__TRECHO DA PÁGINA__.
Índios, direitos
e dívidas
Logo após
a Páscoa, eis que nosso calendário indica a chegada do
Dia do Índio. Certamente, muitos professores vão
envolver seus alunos na nova temática. Cartazes, pinturas,
desenhos feitos pelos professores e seus alunos têm agora
referências a seres humanos e suas culturas. Tendas e aldeias
são os temas básicos, tendo como substrato aquilo que
se sabe (e que é muito pouco) sobre os índios do Brasil
e da América. Em razão da influência do farwest,
e da cultura cinematográfica, a visão que é
passada para os estudantes tem como foco dominante os índios
americanos. Sobre o dia-a-dia dos índios brasileiros,
inclusive daqueles que vivem em nossas cidades, pouco ou nada se
comenta. Muito menos, a sua trajetória como povos
minoritários, oprimidos por nossa sociedade, senhores de
direitos sempre negados e titulares de muitas dívidas
continuamente relegadas pelas autoridades.
Entre as
recomendações programáticas do MEC, os índios
aparecem como tema transversal. Isto é, um tema que pode e
deve ser trabalhado pelas diferentes disciplinas do currículo.

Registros
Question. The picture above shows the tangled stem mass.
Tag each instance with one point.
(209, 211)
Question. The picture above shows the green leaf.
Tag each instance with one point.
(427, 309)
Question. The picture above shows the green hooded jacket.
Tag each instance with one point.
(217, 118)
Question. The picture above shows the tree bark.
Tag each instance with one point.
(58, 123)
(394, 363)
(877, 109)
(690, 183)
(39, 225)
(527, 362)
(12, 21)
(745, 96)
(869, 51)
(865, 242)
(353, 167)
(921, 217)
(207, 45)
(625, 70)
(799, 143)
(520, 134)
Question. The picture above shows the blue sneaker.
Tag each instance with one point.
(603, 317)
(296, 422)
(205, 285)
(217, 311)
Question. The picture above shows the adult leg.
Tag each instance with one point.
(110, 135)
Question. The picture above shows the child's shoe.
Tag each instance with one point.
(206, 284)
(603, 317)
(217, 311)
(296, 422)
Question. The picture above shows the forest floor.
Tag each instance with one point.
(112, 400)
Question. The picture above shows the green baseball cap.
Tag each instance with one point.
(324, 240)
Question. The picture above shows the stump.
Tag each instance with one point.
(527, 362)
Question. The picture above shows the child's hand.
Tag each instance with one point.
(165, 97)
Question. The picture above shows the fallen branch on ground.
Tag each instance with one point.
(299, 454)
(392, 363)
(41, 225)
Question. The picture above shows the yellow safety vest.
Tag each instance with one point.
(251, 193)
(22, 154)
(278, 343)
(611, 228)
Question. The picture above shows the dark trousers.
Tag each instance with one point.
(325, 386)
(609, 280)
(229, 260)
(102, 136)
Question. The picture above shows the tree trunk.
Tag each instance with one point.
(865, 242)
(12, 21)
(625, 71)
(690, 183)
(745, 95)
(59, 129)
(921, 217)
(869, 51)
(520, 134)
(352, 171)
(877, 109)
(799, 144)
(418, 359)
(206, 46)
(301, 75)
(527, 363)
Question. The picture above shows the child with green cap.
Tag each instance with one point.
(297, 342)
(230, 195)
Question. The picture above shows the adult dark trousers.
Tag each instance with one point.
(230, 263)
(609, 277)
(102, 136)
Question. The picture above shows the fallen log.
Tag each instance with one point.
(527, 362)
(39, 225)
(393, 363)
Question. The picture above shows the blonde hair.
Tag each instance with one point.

__OBJETIVO DA TAREFA__. Apresente a continuação do texto sobre o Dia do Índio a partir do ponto em que ele termina. As linhas apresentadas não são necessárias.

__RESPOSTA DA TAREFA__.
Mas isso, na prática docente, raramente tem acontecido, tanto
nas escolas públicas, quanto particulares. Em Santa Catarina,
a diretoria do ensino fundamental da Secretaria de Educação
e Inovação abriga um Núcleo de Educação
Indígena (NEI) que tem como objetivos a supervisão das
escolas indígenas e a formação de professores
índios. Os resultados até agora alcançados pelo
NEI são relevantes, porém são praticamente
ignorados pelo sistema escolar como um todo. Quem sabe, por exemplo,
que mais de 50 indígenas estão freqüentando cursos
superiores, a maioria em busca de melhor formação
escolar para o exercício do magistério? E que alguns
estão adentrando em cursos como direito, enfermagem e
agronomia? Quem sabe dos direitos indígenas às terras
que tradicionalmente ocupam, estabelecidos na Constituição
Federal de 1988, em seus artigos 231 e 231? Quem sabe dos convênios
internacionais de que o Brasil é signatário e que
remetem aos compromissos do país em relação à
defesa e à proteção das minorias indígenas?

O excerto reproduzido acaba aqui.